» Stated exercise:
Select every line in the items below that contains the word "dining", and copy each such line in full.

» Dataset content:
━━━
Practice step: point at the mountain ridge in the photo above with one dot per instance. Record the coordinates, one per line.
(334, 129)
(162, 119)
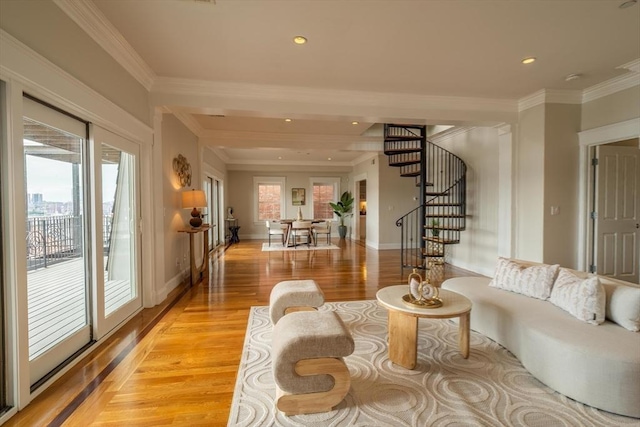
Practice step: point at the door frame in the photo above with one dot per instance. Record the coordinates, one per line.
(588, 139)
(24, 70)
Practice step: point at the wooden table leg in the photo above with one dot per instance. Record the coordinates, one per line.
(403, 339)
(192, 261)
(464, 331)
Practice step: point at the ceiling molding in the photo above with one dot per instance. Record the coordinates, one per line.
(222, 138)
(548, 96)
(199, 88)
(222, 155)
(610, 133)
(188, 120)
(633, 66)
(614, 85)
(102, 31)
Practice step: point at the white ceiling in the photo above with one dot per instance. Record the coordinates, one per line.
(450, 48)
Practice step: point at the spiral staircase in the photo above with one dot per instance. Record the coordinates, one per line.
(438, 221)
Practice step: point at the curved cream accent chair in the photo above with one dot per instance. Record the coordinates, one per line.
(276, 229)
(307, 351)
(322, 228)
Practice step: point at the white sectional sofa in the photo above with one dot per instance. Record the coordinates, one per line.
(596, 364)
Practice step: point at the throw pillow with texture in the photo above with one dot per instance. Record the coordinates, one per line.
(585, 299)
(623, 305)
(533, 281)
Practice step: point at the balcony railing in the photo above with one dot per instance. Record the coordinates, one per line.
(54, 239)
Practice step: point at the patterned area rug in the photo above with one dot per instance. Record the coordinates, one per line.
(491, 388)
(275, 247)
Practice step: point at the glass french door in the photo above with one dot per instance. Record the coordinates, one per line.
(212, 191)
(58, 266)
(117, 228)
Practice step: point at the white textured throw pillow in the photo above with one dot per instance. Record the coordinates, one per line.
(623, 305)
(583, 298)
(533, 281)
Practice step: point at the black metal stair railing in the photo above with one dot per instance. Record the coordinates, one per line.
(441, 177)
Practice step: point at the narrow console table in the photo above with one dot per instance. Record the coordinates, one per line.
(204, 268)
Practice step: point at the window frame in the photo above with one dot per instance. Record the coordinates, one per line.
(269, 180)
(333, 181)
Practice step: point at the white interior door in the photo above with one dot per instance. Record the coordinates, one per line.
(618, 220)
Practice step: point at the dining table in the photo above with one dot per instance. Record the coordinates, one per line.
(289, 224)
━━━
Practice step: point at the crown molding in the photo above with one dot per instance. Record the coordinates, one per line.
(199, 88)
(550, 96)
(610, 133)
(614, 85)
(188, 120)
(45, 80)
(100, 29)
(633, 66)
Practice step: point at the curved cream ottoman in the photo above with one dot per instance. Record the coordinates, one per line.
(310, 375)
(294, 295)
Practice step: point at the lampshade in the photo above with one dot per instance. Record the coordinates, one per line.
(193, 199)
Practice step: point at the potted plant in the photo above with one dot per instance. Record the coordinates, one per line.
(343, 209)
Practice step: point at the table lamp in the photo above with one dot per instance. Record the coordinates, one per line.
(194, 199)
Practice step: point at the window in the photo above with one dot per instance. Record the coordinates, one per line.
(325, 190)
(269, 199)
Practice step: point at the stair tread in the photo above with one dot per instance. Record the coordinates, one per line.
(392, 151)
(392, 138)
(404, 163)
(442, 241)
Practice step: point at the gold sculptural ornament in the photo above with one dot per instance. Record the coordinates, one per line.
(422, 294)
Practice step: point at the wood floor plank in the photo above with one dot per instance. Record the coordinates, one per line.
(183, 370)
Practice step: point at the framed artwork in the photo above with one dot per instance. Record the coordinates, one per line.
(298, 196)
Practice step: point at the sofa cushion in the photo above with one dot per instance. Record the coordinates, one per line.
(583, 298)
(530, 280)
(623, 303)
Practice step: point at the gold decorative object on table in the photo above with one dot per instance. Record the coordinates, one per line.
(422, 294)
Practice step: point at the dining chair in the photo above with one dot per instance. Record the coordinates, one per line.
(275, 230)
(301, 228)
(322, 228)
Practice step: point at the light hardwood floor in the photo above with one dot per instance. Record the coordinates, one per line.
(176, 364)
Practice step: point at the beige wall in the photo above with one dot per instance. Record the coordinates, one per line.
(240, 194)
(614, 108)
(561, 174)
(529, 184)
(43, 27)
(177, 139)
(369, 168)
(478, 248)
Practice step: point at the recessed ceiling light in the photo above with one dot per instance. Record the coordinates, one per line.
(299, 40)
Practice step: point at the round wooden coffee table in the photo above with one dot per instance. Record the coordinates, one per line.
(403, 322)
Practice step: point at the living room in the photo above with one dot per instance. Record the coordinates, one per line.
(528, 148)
━━━
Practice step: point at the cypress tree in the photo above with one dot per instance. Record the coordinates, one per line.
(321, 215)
━━━
» Solution for this task:
Practice step: point at the dining table in the photo above with one dot per instance. Record the coordinates, one per line.
Practice step: point at the dining chair in the photo above with one dot per instance. Record the coordinates, one per line.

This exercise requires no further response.